Every word in the data below belongs in your copy, exactly as given; the pictures do not.

** Opening Input material block **

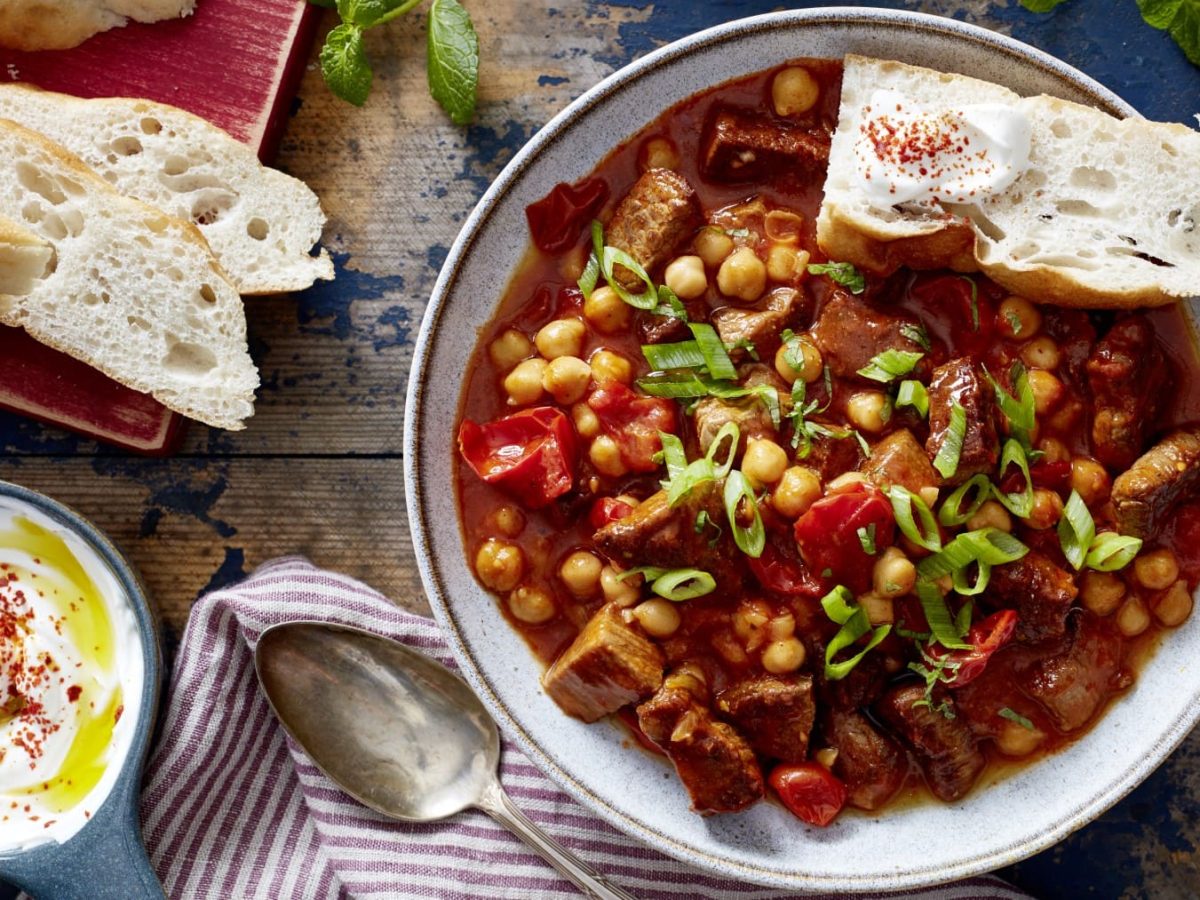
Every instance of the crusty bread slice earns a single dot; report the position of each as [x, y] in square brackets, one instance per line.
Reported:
[127, 288]
[59, 24]
[261, 223]
[1105, 215]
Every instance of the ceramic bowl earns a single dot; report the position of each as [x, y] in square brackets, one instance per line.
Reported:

** Closing Input material block **

Response below:
Every instance of the crusty bread slice earns a single dot; report the position of each as [x, y] in square brackets, one instance per line.
Reported:
[127, 288]
[59, 24]
[261, 223]
[1105, 215]
Every instance of the ceramic bowl earns a single dot; report the position of each as [x, y] in square brackets, one instance per line.
Reported:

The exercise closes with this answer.